#### Work to complete:
Put every line of the entries below into a JSON list of strings, one string per line, with blank lines skipped. Leave the pictures out of the list.

#### Extracted information:
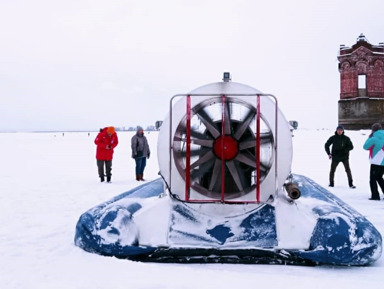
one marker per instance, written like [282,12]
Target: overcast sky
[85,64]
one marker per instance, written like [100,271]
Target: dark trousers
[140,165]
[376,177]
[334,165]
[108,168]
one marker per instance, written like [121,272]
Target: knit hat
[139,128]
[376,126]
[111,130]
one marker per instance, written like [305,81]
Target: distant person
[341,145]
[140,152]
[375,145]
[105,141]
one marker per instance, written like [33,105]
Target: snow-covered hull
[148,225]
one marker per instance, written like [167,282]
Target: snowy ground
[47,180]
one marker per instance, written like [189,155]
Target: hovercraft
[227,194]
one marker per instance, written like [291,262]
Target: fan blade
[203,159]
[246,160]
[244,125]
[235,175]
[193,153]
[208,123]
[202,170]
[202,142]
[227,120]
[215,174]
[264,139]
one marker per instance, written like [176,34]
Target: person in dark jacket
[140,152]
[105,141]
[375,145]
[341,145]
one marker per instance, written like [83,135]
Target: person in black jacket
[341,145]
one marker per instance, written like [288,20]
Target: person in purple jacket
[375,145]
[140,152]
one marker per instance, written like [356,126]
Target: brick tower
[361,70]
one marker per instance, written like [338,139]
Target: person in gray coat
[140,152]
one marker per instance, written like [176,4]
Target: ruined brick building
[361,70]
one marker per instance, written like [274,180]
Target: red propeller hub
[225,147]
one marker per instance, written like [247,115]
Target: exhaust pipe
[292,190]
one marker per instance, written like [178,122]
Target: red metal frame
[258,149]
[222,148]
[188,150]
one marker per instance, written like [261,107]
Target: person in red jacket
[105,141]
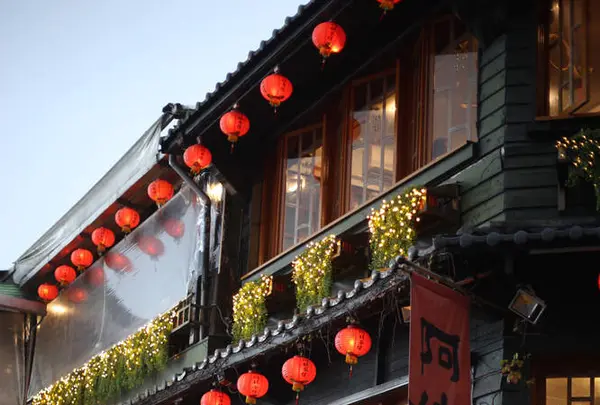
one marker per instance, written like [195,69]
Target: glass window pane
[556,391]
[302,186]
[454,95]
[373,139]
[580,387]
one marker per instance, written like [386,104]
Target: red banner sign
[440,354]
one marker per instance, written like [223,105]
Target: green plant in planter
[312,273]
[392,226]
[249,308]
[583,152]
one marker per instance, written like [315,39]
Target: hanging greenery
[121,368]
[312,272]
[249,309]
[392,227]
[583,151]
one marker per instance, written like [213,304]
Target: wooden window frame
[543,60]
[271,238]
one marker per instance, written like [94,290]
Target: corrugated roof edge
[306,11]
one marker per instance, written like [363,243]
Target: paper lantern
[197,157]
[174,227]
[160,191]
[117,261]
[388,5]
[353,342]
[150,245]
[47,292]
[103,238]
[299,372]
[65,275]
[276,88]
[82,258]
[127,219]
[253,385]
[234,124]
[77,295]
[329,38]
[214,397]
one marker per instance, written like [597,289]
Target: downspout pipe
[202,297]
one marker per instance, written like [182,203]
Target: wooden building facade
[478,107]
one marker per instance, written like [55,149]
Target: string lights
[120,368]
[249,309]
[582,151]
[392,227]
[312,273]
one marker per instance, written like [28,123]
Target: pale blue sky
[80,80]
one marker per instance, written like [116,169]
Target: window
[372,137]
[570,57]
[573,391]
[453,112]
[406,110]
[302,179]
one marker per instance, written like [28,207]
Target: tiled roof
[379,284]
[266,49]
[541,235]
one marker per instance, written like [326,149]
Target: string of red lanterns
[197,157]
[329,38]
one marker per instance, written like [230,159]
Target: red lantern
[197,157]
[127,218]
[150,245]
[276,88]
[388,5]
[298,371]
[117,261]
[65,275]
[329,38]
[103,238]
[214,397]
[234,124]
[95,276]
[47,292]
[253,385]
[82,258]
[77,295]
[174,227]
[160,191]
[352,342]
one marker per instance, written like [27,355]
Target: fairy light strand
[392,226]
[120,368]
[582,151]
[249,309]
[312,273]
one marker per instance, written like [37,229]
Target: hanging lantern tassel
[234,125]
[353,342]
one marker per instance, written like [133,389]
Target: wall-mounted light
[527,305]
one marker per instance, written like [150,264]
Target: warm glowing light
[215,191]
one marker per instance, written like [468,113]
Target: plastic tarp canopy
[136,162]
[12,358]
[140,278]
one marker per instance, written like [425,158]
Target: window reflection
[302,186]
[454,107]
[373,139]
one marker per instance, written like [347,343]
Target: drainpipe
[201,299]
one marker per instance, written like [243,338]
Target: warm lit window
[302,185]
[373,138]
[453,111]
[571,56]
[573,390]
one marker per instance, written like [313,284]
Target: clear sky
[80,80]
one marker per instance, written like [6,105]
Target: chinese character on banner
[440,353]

#### Solution to this exercise:
[
  "one marker per instance, written like [282,12]",
  "Target: overcast sky",
  "[85,64]",
  "one marker per instance, written like [100,271]",
  "Target: dark trousers",
  "[140,165]",
  "[376,177]",
  "[334,165]",
  "[108,168]",
  "one marker per instance, written like [121,272]",
  "Target: knit hat",
  "[139,128]",
  "[376,126]",
  "[111,130]",
  "one marker per instance, written like [305,81]",
  "Target: distant person",
  "[341,145]",
  "[140,152]",
  "[375,145]",
  "[105,141]",
  "one marker per instance, written like [33,105]",
  "Target: snow-covered hull",
  "[148,225]",
  "one marker per instance, written like [167,282]",
  "Target: snowy ground",
  "[47,180]",
  "one marker per instance, written like [189,155]",
  "Target: hovercraft",
  "[227,194]",
  "one marker per instance, written like [291,262]",
  "Target: fan blade",
  "[203,159]",
  "[246,160]",
  "[244,125]",
  "[235,175]",
  "[193,153]",
  "[208,123]",
  "[202,170]",
  "[202,142]",
  "[227,120]",
  "[215,174]",
  "[264,139]",
  "one marker per instance, written like [176,34]",
  "Target: person in dark jacket",
  "[140,152]",
  "[105,141]",
  "[375,145]",
  "[341,145]",
  "one marker per instance, written like [83,135]",
  "Target: person in black jacket",
  "[341,145]",
  "one marker per instance, written like [288,20]",
  "Target: person in purple jacket",
  "[375,145]",
  "[140,152]",
  "one marker per instance, written like [356,126]",
  "Target: brick tower",
  "[361,70]",
  "one marker per instance, written like [338,139]",
  "Target: person in gray coat",
  "[140,152]",
  "one marker per instance, written like [176,4]",
  "Target: ruined brick building",
  "[361,70]",
  "one marker per instance, written like [274,180]",
  "Target: red propeller hub",
  "[225,147]",
  "one marker per instance, written like [247,115]",
  "Target: exhaust pipe",
  "[292,190]",
  "one marker per instance, written like [178,122]",
  "Target: red metal frame",
  "[258,149]",
  "[222,148]",
  "[188,150]",
  "one marker per instance, written like [261,107]",
  "Target: person in red jacket",
  "[105,141]",
  "one marker per instance, written like [195,69]",
  "Target: glass window pane",
  "[556,391]",
  "[302,186]",
  "[454,95]",
  "[373,139]",
  "[580,387]",
  "one marker per instance, written like [386,104]",
  "Target: red banner sign",
  "[440,354]",
  "one marker per instance, written like [223,105]",
  "Target: green plant in planter",
  "[312,273]",
  "[392,226]",
  "[249,308]",
  "[583,152]",
  "one marker per instance, written like [315,39]",
  "Target: hanging greenery",
  "[121,368]",
  "[312,272]",
  "[249,309]",
  "[392,227]",
  "[583,151]",
  "one marker per instance, written like [213,304]",
  "Target: wooden window frame",
  "[543,60]",
  "[271,238]",
  "one marker per instance, written like [94,290]",
  "Target: corrugated roof edge",
  "[306,11]",
  "one marker per instance, written like [363,243]",
  "Target: paper lantern",
  "[197,157]",
  "[174,227]",
  "[160,191]",
  "[117,261]",
  "[388,5]",
  "[353,342]",
  "[150,245]",
  "[47,292]",
  "[103,238]",
  "[299,372]",
  "[65,275]",
  "[276,88]",
  "[82,258]",
  "[127,219]",
  "[253,385]",
  "[234,124]",
  "[77,295]",
  "[329,38]",
  "[214,397]",
  "one marker per instance, written like [597,289]",
  "Target: downspout pipe",
  "[202,297]",
  "one marker per instance, written like [182,203]",
  "Target: wooden building facade",
  "[478,107]",
  "one marker per instance, written like [55,149]",
  "Target: string lights",
  "[120,368]",
  "[249,309]",
  "[582,151]",
  "[392,227]",
  "[312,273]",
  "one marker per instance, written like [28,123]",
  "Target: pale blue sky",
  "[80,80]",
  "one marker per instance, written like [116,169]",
  "Target: window",
  "[372,137]",
  "[570,57]",
  "[573,391]",
  "[453,112]",
  "[406,110]",
  "[302,179]",
  "one marker per instance, written like [28,207]",
  "Target: tiled roof",
  "[379,284]",
  "[266,49]",
  "[541,235]",
  "one marker per instance, written like [326,149]",
  "Target: string of red lanterns",
  "[197,157]",
  "[329,38]",
  "one marker per instance, written like [230,159]",
  "Target: red lantern",
  "[197,157]",
  "[127,218]",
  "[150,245]",
  "[276,88]",
  "[388,5]",
  "[298,371]",
  "[117,261]",
  "[65,275]",
  "[329,38]",
  "[103,238]",
  "[214,397]",
  "[234,124]",
  "[95,276]",
  "[47,292]",
  "[253,385]",
  "[82,258]",
  "[77,295]",
  "[174,227]",
  "[160,191]",
  "[352,342]",
  "one marker per instance, written like [27,355]",
  "Target: fairy light strand",
  "[392,226]",
  "[120,368]",
  "[582,151]",
  "[249,309]",
  "[312,273]",
  "one marker per instance, written like [37,229]",
  "Target: hanging lantern tassel",
  "[234,125]",
  "[353,342]",
  "one marker per instance, written like [133,389]",
  "Target: wall-mounted light",
  "[527,305]",
  "one marker per instance, written like [150,264]",
  "Target: warm glowing light",
  "[215,191]",
  "one marker per instance, written like [468,113]",
  "Target: plastic tarp canopy",
  "[136,162]",
  "[12,358]",
  "[140,278]",
  "one marker per instance, written like [425,158]",
  "Target: window reflection",
  "[302,186]",
  "[454,107]",
  "[373,139]",
  "one marker per instance, written like [347,343]",
  "Target: drainpipe",
  "[201,299]",
  "one marker per instance, written like [243,338]",
  "Target: warm lit window",
  "[302,185]",
  "[373,138]",
  "[453,111]",
  "[571,56]",
  "[573,390]",
  "one marker per instance, written like [313,284]",
  "Target: clear sky",
  "[80,80]",
  "one marker per instance, written like [6,105]",
  "Target: chinese character on banner",
  "[440,353]"
]